*** PASSAGE ***

National Health and Nutritional Examination surveys have documented poor rates of hypertension treatment and control, leading to preventable morbidity and mortality.
To examine covariation in the medication and health lifestyle beliefs and behaviors of persons with hypertension to identify and profile distinct subgroups of patients.
A sample of 727 patients with hypertension, weighted to match the1992 National Health Interview Survey age and sex distribution of patients with hypertension, was interviewed by telephone about their beliefs and behaviors regarding hypertension and its management. Cluster analysis of key variables was used to identify 4 patient types.

*** End of PASSAGE ***
*** EXERCISE DATA ***

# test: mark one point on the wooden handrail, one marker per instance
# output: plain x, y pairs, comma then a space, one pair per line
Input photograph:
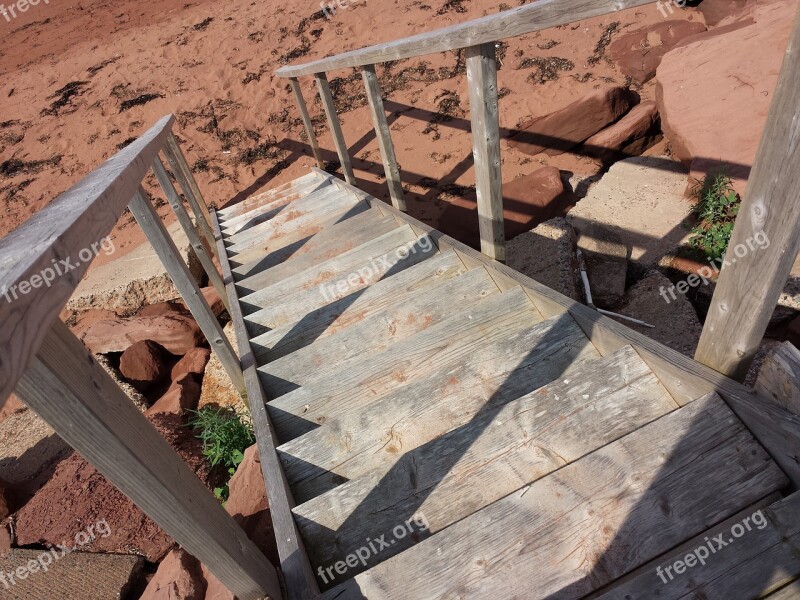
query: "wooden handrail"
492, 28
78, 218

*** End of EXERCISE DATA ***
*** EXERCISE DATA ***

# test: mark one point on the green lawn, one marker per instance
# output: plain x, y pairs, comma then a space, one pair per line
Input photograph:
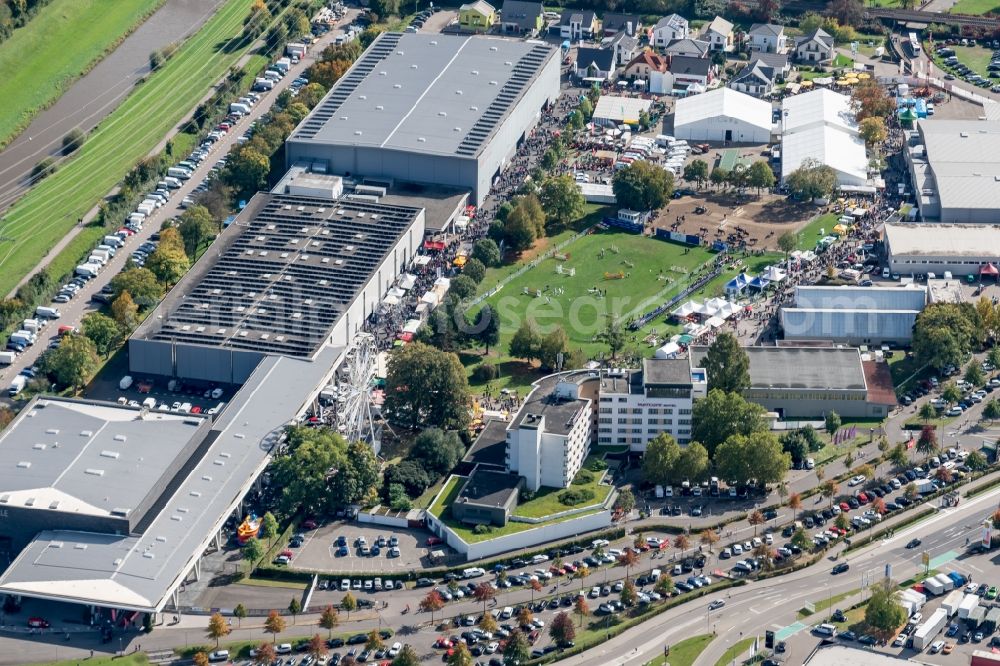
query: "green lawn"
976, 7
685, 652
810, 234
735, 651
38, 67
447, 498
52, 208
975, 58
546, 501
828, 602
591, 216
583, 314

*** End of EXERCISE DATA ***

> [EXERCISES]:
1) List every number that appears in the hypertension abstract.
2) Continue the hypertension abstract from its last sentence.
The items above are separate material, unrelated to the hypertension abstract.

> [EXPECTED RESULTS]:
1) 727, 1992, 4

2)
Subgroups differed significantly. Group A members use an effective mix of medication and health lifestyle regimens to control blood pressure. Group B members are most likely to depend on medication and have high adherence rates. Yet they also have high rates of smoking (29%) and alcohol use (average, 104 times per year) and are less likely to exercise regularly. Group C members are most likely to forget to take medication, are likely to be obese, and find it most difficult to comply with lifestyle changes (except for very low rates of smoking and alcohol use). Group D members are least likely to take medication, most likely to change or stop medication without consulting their physician (20%), most likely to smoke (40%), and least likely to control diet (29%). Group A and B members have better health outcomes than group C and D members.
Optimal management strategies are likely to differ for the 4 patient types. Further research should be conducted to validate these findings on a separate sample and to devise and test tailored management algorithms for hypertension compliance and control.